Tekst do przeczytania:
================================

W programie Rachonia rozmawiano o stanie wyjątkowym. Nagle rozmowę przerwano z powodu prezydenta

Ola Gersz
Program Michała Rachonia "Woronicza 17" w TVP Info został przerwany w środku dyskusji gości o stanie wyjątkowym na granicy polsko-białoruskiej. Stacja wyemitowała wówczas moment składania kwiatów przez prezydenta Andrzeja Dudę pod pomnikiem kardynała Stefana Wyszyńskiego. Kilka dni temu przerwanie konferencji Zbigniewa Ziobry na antenie TVN24 spotkała się z ostrą krytyką prawicy.
Program Michała Rachonia w TVP Info został przerwany Fot. Twitter / tvp.info
W programie "Woronicza 17" Michała Rachonia rozmawiano o stanie wyjątkowym, który polskie władze wprowadziły w ponad 180 miejscowościach przy granicy Polski z Białorusią. Dyskusja rozgorzała, a prowadzący spierał się z posłem KO Dariuszem Jońskim. W spór włączył się również eurodeputowany PiS Patryk Jaki. W pewnym momencie rozmowa została jednak… przerwana. Oczom widzów ukazał się na ekranie prezydent Andrzej Duda, który składał kwiaty pod pomnikiem kardynała Stefana Wyszyńskiego w Bazylice archikatedralnej św. Jana Chrzciciela w Warszawie. W niedziele Prymas Tysiąclecia zostanie bowiem beatyfikowany.

================================

Materiał źródłowy:
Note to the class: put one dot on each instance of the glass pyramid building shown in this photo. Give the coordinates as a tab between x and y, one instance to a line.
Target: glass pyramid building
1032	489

================================

Zadanie:
Napisz dalszy ciąg tekstu o przerwanej dyskusji w programie „Woronicza 17”, zaczynając zaraz po jego ostatnim zdaniu. Materiał stanowi odrębną całość, niezwiązaną z tekstem.

Odpowiedź:
Kardynał Stefan Wyszyński jest symbolem polskiej tożsamości i historycznej ciągłości naszego narodu. Wiele wycierpiał, ale odniósł zwycięstwo nad złem komunizmu – mówił potem prezydent dziennikarzom.

– W tamtym czasie, kiedy ks. Prymas poczynił wielkie zasługi dla naszego przetrwania, dla naszego narodu, dla chrześcijan, dla katolików. Swoją niezłomną postawą dawał świadectwo nie tylko tego, jaki jest polski Kościół, ale też tego, jacy my jesteśmy. Dawał także sygnał za naszą wschodnią granicę, że Polacy się nie ugną, że pozostaną przy swoich korzeniach, tradycji i wierze do samego końca – dodał.

Przerwanie programu w TVN24

Do przerwania programu doszło również kilka dni temu na antenie TVN24. Przypomnijmy, że 7 września na konferencji prasowej Zbigniew Ziobro krytycznie odniósł się do wniosku KE o nałożenie kar na Polskę za niestosowanie się do wyroku TSUE. Szef resortu sprawiedliwości po raz kolejny stwierdził, że Unia ma pretensje do wyboru sędziów przez polskich polityków i dodał, że w Niemczech jest podobnie.

Jak relacjonowaliśmy w naTemat, po kilku minutach transmisja konferencji na antenie TVN24 została przerwana. Stacja zdecydowała się bowiem odnieść do argumentacji ministra sprawiedliwości i... sprostować ją, wyjaśniając widzom, gdzie leży błąd w rozumowaniu Ziobry. Podczas przerwy stacja przytoczyła tekst portalu Konkret24, a więc serwisu weryfikującego fake newsy. "Z ubolewaniem przyjęliśmy, że stacja TVN24, która promuje się hasłem 'Twoim prawem jest wiedzieć', odebrała swoim widzom prawo do wiedzy. Przerwanie transmisji z konferencji ministra Zbigniewa Ziobry można nazwać wręcz cenzurą" – odniósł się w środę do całej sytuacji wiceminister sprawiedliwości Sebastian Kaleta.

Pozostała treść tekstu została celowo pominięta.